◆ Goal of the exercise
Return every line of the data below word for word, including the punctuation.

---

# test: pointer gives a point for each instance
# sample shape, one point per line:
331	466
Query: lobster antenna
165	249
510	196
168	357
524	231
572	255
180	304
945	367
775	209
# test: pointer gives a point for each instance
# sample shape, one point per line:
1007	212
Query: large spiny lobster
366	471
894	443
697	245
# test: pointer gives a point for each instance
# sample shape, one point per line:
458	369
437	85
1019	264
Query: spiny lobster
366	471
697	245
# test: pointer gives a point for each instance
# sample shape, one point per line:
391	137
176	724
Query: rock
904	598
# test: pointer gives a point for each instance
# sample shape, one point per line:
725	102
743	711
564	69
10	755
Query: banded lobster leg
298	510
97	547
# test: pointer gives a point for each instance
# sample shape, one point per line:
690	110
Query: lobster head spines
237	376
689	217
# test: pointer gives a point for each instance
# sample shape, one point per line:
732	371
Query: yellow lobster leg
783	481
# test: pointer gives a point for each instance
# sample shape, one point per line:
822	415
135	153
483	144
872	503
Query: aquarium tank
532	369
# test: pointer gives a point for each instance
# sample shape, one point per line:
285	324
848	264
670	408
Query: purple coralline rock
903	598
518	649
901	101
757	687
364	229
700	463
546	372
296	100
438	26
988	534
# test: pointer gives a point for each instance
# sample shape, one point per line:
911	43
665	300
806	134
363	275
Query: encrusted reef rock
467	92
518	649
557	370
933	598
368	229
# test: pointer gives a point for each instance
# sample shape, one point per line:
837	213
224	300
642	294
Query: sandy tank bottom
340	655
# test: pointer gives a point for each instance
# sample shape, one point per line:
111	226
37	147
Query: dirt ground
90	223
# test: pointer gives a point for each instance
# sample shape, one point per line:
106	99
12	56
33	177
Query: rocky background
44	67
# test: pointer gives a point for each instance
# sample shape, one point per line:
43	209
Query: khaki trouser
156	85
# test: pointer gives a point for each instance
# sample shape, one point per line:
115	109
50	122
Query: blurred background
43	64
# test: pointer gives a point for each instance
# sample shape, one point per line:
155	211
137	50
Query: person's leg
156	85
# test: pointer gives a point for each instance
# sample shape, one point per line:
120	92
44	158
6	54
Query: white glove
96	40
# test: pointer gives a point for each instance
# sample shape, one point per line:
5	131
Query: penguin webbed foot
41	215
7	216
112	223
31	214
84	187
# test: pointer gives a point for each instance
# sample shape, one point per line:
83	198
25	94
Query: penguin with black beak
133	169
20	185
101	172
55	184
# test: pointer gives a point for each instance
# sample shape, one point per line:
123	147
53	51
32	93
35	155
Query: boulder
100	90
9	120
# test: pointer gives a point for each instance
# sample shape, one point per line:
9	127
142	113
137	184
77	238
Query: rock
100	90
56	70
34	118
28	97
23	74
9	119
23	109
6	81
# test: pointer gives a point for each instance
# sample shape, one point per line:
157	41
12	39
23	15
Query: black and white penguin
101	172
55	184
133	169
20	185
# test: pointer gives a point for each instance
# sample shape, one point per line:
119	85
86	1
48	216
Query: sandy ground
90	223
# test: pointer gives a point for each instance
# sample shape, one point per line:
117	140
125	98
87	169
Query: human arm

---

◆ Answer box
# test: pointer gives a point for each instance
# sample shape, one point per line:
331	466
Query: lobster antenna
165	249
510	196
168	357
524	231
572	255
180	304
945	367
775	209
# test: pointer gives a point for each instance
# sample shape, one point per line:
1007	212
Query: large spiny lobster
366	471
894	443
697	245
# test: pointer gives a point for each instance
# sample shape, one point per line:
458	369
437	85
1019	264
Query: spiny lobster
366	471
697	245
# test: pointer gives a point for each instance
# sample shape, one point per line:
391	137
176	724
Query: rock
904	598
# test: pointer gives a point for each instance
# sample shape, one point per line:
725	102
743	711
564	69
10	755
Query: banded lobster leg
298	510
97	547
# test: pointer gives a point for each instance
# sample shape, one point per line:
690	110
Query: lobster head spines
237	376
689	217
# test: pointer gives a point for each instance
# sample shape, one point per line:
732	371
Query: yellow lobster leg
783	481
# test: pointer gives a point for each instance
# sample shape, one point per line:
822	415
135	153
483	144
872	503
Query: aquarium tank
532	369
# test: pointer gives a point for each instance
# sample shape, one point per line:
285	324
848	264
670	408
Query: purple coralline rock
903	598
518	649
901	101
757	687
364	229
700	463
546	372
296	100
438	26
988	534
# test: pointer gives a point for each instance
# sample shape, one point per line:
911	43
665	300
806	134
363	275
Query: encrusted reef rock
467	92
518	649
557	370
933	598
368	229
# test: pointer gives a point for each instance
# sample shape, one point per line:
837	213
224	300
642	294
Query: sandy tank bottom
340	655
# test: pointer gives a point for each instance
# sample shape, one point per line:
111	226
37	147
Query: dirt ground
90	223
# test: pointer gives a point for each instance
# sample shape, one point per line:
106	99
12	56
33	177
Query: rocky background
44	67
# test: pointer gives a point for each instance
# sample shape, one point per line:
43	209
Query: khaki trouser
156	85
# test: pointer gives a point for each instance
# sample shape, one point per line:
115	109
50	122
Query: blurred background
43	64
# test: pointer gives a point for each instance
# sample shape, one point per line:
155	211
137	50
Query: person's leg
156	85
# test: pointer gives a point for each instance
# sample shape, one point per line:
120	92
44	158
6	54
Query: white glove
96	40
# test: pointer gives a point for each instance
# sample shape, one point per line:
5	131
Query: penguin webbed foot
41	215
7	216
112	223
31	214
84	187
# test: pointer gives a point for each instance
# sample shape, one point per line:
83	198
25	94
Query: penguin with black beak
133	169
20	185
101	172
55	184
# test: pointer gives a point for each instance
# sample shape, one point per line:
123	147
53	51
32	93
35	155
Query: boulder
100	90
9	120
# test: pointer gives a point for each instance
# sample shape, one point per line:
9	127
142	113
137	184
77	238
Query: rock
100	90
56	70
34	118
28	97
23	74
9	119
23	109
6	81
# test: pointer gives a point for each instance
# sample shape, one point per line:
157	41
12	39
23	15
Query: black and white penguin
101	172
55	184
133	169
20	185
# test: pointer gives a point for each instance
# sample shape, one point per line:
119	85
86	1
48	216
Query: sandy ground
90	223
# test: pointer gives a point for each instance
# sample shape, one point per line:
117	140
125	98
87	169
Query: human arm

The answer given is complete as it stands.